→ EXTRACTED DATA

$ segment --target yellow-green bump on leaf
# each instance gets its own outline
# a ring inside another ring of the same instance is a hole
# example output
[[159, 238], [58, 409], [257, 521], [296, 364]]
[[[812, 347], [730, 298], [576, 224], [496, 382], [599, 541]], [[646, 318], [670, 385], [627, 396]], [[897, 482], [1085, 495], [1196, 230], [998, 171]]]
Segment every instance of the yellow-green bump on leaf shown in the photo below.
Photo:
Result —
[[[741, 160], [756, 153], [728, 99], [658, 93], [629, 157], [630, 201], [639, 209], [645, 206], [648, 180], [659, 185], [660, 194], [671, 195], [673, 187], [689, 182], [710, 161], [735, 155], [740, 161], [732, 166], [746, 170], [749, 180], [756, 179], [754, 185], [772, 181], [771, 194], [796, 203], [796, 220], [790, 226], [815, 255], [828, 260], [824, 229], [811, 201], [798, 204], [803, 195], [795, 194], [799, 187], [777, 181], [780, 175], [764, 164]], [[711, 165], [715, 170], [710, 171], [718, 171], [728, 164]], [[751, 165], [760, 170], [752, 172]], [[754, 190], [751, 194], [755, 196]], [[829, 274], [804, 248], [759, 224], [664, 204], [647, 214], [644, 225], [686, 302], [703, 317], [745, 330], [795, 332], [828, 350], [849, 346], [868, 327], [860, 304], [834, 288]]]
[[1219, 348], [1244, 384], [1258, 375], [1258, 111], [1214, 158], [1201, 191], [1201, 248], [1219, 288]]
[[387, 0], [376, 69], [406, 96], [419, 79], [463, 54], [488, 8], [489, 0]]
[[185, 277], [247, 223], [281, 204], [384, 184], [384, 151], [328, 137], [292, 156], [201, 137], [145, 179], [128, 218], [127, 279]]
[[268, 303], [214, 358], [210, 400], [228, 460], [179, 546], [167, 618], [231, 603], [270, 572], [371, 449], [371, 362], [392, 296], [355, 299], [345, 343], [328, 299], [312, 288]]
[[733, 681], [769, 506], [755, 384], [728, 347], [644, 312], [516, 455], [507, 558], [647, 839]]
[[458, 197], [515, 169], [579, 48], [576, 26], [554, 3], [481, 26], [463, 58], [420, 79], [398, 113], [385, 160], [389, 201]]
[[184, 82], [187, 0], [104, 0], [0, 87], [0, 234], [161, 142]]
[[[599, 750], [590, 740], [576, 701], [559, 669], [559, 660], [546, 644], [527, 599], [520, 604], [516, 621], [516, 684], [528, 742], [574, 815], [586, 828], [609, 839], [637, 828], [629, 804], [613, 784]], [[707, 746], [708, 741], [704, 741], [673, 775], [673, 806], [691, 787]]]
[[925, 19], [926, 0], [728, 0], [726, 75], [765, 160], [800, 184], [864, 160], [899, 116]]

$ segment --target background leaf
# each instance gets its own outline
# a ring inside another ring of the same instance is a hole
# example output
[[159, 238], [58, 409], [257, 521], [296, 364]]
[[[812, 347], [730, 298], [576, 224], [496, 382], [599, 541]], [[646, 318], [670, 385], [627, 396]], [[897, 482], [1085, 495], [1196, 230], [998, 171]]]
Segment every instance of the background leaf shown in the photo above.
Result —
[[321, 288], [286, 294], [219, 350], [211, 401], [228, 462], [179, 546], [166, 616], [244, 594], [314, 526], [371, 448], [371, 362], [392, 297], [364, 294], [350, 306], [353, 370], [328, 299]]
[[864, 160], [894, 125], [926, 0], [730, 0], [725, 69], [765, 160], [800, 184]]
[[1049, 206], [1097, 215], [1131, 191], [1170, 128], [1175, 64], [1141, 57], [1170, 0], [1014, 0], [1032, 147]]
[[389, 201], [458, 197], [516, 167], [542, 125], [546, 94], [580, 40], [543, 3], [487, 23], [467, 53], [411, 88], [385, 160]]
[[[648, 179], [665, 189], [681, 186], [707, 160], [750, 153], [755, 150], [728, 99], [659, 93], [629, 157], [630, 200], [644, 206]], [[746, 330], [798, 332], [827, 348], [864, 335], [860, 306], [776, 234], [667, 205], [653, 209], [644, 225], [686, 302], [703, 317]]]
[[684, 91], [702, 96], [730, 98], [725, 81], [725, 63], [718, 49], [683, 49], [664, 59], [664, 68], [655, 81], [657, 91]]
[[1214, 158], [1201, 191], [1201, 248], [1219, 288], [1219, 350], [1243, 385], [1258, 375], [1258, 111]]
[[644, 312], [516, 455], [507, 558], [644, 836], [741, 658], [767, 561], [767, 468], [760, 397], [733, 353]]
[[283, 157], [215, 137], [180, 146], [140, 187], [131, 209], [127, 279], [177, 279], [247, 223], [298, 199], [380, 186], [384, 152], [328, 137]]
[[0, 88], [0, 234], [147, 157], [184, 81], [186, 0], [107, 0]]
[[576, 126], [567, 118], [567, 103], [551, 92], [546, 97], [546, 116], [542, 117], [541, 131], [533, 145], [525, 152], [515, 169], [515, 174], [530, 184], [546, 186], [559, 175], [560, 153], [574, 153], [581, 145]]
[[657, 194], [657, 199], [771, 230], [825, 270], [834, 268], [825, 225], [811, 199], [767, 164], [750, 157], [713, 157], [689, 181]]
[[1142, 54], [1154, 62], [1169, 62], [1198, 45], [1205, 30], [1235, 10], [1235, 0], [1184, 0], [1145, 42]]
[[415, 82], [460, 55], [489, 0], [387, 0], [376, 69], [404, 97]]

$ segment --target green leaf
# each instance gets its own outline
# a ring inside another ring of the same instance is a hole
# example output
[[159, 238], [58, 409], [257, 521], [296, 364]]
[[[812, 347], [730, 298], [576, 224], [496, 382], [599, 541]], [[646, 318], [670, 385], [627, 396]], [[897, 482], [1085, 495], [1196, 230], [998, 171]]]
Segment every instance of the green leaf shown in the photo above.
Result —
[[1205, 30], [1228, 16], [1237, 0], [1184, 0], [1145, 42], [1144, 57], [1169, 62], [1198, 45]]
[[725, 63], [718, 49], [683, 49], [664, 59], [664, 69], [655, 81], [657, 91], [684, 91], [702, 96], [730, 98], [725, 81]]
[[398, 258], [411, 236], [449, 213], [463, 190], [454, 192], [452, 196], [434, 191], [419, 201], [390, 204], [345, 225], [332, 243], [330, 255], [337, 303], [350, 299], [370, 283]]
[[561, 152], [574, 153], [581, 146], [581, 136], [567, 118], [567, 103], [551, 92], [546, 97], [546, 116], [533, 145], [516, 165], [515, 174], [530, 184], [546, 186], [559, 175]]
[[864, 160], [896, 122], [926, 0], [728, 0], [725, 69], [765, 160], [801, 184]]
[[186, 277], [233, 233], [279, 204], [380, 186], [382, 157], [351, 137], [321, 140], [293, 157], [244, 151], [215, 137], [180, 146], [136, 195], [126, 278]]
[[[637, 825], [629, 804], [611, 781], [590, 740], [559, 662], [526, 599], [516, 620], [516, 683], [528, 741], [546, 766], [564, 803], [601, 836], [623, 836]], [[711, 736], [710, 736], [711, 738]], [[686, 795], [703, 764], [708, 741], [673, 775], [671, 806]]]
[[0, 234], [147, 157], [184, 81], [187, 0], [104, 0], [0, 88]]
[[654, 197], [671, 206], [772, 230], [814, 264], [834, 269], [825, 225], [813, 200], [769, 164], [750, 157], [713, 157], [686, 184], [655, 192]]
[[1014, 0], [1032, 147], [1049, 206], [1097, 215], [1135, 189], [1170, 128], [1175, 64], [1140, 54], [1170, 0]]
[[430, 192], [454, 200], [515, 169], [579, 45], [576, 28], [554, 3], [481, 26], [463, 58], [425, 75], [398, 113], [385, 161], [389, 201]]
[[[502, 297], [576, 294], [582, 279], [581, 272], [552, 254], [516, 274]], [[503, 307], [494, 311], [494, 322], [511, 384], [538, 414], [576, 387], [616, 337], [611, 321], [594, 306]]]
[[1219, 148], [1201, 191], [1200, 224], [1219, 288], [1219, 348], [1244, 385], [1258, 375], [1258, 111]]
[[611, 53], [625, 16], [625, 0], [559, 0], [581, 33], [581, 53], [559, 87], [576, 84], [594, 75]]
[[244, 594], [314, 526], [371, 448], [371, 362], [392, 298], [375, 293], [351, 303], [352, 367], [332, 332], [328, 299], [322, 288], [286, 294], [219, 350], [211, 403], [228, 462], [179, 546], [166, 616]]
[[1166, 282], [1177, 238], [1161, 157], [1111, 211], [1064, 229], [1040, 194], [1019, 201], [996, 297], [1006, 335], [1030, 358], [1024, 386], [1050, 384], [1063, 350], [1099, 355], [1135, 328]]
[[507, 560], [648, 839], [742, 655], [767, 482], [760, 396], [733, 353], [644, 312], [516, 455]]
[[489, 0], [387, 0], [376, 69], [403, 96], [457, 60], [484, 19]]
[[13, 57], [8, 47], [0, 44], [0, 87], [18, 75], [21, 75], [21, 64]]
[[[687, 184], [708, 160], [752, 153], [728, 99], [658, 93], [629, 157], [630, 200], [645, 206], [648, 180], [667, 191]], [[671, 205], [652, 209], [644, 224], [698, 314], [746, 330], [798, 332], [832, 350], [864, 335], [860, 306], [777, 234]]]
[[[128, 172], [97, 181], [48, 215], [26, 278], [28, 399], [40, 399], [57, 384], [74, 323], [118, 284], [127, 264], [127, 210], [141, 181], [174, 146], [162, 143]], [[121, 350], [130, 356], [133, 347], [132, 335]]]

→ WHAT TO PRODUCE
Rewrite the stretch of entries from the very first line through the line containing "218], [127, 279]]", with both ends included and the requests kept unchanged. Shift every polygon vertex coordinate in the answers by -3.

→ WRITTEN ANSWER
$ segment --target yellow-green bump on leaf
# each instance gets its own outline
# a ring inside another ring of the same instance is a hole
# example output
[[159, 238], [58, 409], [257, 521], [296, 364]]
[[[812, 347], [730, 298], [576, 224], [496, 382], [599, 541]], [[646, 318], [670, 385], [627, 396]], [[897, 482], [1085, 495], [1196, 230], [998, 171]]]
Segment every instance of the yellow-green bump on leaf shown in the photo below.
Photo:
Result —
[[[738, 157], [753, 150], [725, 96], [655, 90], [626, 154], [627, 198], [636, 206], [642, 203], [645, 177], [656, 182], [657, 191], [668, 192], [670, 184], [686, 179], [707, 158], [732, 152], [737, 158], [729, 163], [743, 167], [746, 177], [753, 176], [751, 182], [769, 178], [768, 191], [793, 200], [793, 217], [787, 223], [812, 252], [825, 257], [821, 226], [808, 198], [795, 201], [800, 192], [792, 191], [796, 184], [774, 178], [777, 172], [761, 161]], [[708, 162], [712, 167], [707, 168], [715, 168], [725, 161]], [[748, 162], [757, 167], [749, 169]], [[751, 187], [748, 191], [752, 193]], [[826, 271], [801, 245], [756, 221], [661, 201], [644, 211], [641, 222], [683, 299], [700, 314], [742, 327], [792, 329], [825, 347], [846, 343], [865, 324], [857, 301], [831, 285]]]
[[1216, 345], [1241, 381], [1255, 372], [1255, 108], [1211, 155], [1198, 188], [1198, 245], [1216, 285]]
[[384, -3], [373, 66], [403, 93], [416, 76], [460, 51], [485, 5], [486, -3]]
[[182, 274], [244, 220], [278, 201], [381, 181], [381, 148], [325, 134], [289, 153], [198, 134], [142, 176], [125, 215], [124, 276]]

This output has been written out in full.